• Data for this exercise
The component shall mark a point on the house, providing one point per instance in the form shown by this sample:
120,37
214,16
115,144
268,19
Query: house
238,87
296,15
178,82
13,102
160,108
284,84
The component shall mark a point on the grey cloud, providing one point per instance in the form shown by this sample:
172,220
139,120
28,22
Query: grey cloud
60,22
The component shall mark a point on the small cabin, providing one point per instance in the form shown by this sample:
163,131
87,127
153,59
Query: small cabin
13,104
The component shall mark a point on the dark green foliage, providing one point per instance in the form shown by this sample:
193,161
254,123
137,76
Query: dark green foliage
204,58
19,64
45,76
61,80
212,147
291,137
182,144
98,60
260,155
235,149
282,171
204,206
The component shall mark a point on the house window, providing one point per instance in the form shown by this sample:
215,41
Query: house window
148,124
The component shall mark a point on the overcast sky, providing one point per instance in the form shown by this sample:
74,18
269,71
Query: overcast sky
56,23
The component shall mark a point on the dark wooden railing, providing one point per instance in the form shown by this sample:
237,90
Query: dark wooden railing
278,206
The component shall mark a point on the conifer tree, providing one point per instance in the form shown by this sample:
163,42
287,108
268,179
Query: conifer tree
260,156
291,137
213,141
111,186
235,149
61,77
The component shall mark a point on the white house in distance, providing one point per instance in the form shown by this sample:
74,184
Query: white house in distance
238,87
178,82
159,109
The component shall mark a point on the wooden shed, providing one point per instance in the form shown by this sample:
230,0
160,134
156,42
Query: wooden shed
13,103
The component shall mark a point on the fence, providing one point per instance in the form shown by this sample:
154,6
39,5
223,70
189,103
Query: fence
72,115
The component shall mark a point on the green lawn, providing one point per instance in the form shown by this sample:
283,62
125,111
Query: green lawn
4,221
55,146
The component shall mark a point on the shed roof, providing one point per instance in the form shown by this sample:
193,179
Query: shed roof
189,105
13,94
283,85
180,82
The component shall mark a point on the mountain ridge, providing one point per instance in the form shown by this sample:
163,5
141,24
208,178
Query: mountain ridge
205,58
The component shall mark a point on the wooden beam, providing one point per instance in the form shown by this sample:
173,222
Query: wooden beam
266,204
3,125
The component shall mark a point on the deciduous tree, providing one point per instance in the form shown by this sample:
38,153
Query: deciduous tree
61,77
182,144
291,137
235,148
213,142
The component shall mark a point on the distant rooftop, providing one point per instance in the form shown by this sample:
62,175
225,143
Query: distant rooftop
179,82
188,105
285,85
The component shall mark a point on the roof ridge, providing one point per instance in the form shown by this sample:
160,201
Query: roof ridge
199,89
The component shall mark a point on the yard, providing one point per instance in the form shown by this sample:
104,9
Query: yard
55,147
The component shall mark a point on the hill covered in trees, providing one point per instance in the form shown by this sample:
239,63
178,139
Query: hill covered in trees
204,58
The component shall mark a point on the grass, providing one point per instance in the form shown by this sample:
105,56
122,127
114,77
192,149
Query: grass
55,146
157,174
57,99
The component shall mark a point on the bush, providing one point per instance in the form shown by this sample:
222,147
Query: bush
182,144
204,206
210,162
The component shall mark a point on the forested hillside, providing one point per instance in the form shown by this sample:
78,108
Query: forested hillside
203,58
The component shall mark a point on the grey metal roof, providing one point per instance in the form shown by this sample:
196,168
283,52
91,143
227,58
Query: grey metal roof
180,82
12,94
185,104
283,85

• Given problem
Print again each line of the listing above, exactly as it appears.

• Solved exercise
The component shall mark a point on the house, providing one point per instance in the form shown by this sample:
120,37
214,16
115,144
268,19
Query: house
238,87
296,15
178,82
13,102
160,108
284,84
The component shall mark a point on the grey cloud, providing one point per instance in the form shown by this sample:
172,220
139,120
28,22
Query: grey cloud
60,22
The component shall mark a point on the small cabin, providing one point per instance in the form shown by this sample:
163,131
87,127
153,59
Query: small cabin
13,104
The component shall mark a point on the dark green foliage, providing one point per instance in the form shown by this sample:
193,161
254,123
137,76
Query: dark green foliage
204,58
19,64
45,76
61,80
212,147
291,137
182,144
98,60
260,155
235,149
282,171
204,206
The component shall mark a point on the house window, providing one point per instance in the form shown by this sample:
215,41
Query: house window
148,124
The component shall mark a point on the overcast sky, providing one point per instance in the form shown by this sample:
74,18
269,71
Query: overcast sky
56,23
The component shall mark a point on the dark wooden railing, providing one point per instance in the form shown by this sample:
237,90
Query: dark wooden railing
278,206
The component shall mark a point on the conifer tree, providing one point per instance in the form shown by this sample:
163,42
287,108
268,179
Query: conifer tree
260,156
291,137
213,141
111,186
235,149
61,77
The component shall mark a point on the white house in distance, providing one point per instance in the form shown by this sample:
74,184
Query: white house in distance
238,87
178,82
159,109
The component shall mark a point on the wooden shed, providing one point per instance in the form shown by this sample:
230,0
160,134
156,42
Query: wooden shed
13,103
The component shall mark a point on the fence, providing one point per instance in the form shown by this sample:
154,6
39,5
223,70
189,103
Query: fence
72,115
The component shall mark a point on the green lawn, providing one point per instance in the form shown by this sample:
283,62
125,111
Query: green lawn
4,221
55,146
The component shall mark a point on the shed roof, providing one point per instance in the form shown by this sample:
193,179
Query: shed roof
189,105
13,94
283,85
180,82
The component shall mark a point on the mountain ridge, providing one point per instance in the form shown by this sample:
163,5
141,24
208,178
Query: mountain ridge
205,58
The component shall mark a point on the wooden beam, providing one point per instance in the form shown by this sample:
173,222
Query: wooden beam
266,204
3,125
The component shall mark a point on the deciduous tree, providing one point per instance in the form shown by this sample:
38,153
Query: deciduous tree
61,77
182,144
291,137
235,148
213,142
The component shall mark a point on the distant rooftop, providing one point per instance in the form shown by this sample:
62,175
225,143
Query: distant rooftop
179,82
188,105
285,85
The component shall mark a point on the roof ridge, providing one point per instance in the form shown by this sample:
160,201
Query: roof ridge
199,89
The component shall mark a point on the yard, providing one point per instance in the form shown by this sample:
104,9
Query: yard
55,147
The component shall mark a point on the hill covered in trees, providing one point per instance in the form shown by this sample:
239,63
178,139
Query: hill covered in trees
204,58
The component shall mark a point on the grass, providing one point per instance in the form shown by this sample:
105,56
122,127
114,77
192,149
Query: grass
55,146
157,174
57,99
The component shall mark a point on the bush, providing one point per instance in the form shown by this sample:
222,147
Query: bush
182,144
204,206
210,162
The component shall mark a point on the forested hillside, providing one point per instance in the form shown by this sample:
78,108
Query: forested hillside
203,58
The component shall mark a point on the grey metal roof, providing one point per instance in the form shown by this sample:
196,168
283,52
91,143
227,58
Query: grey metal roof
180,82
12,94
185,104
283,85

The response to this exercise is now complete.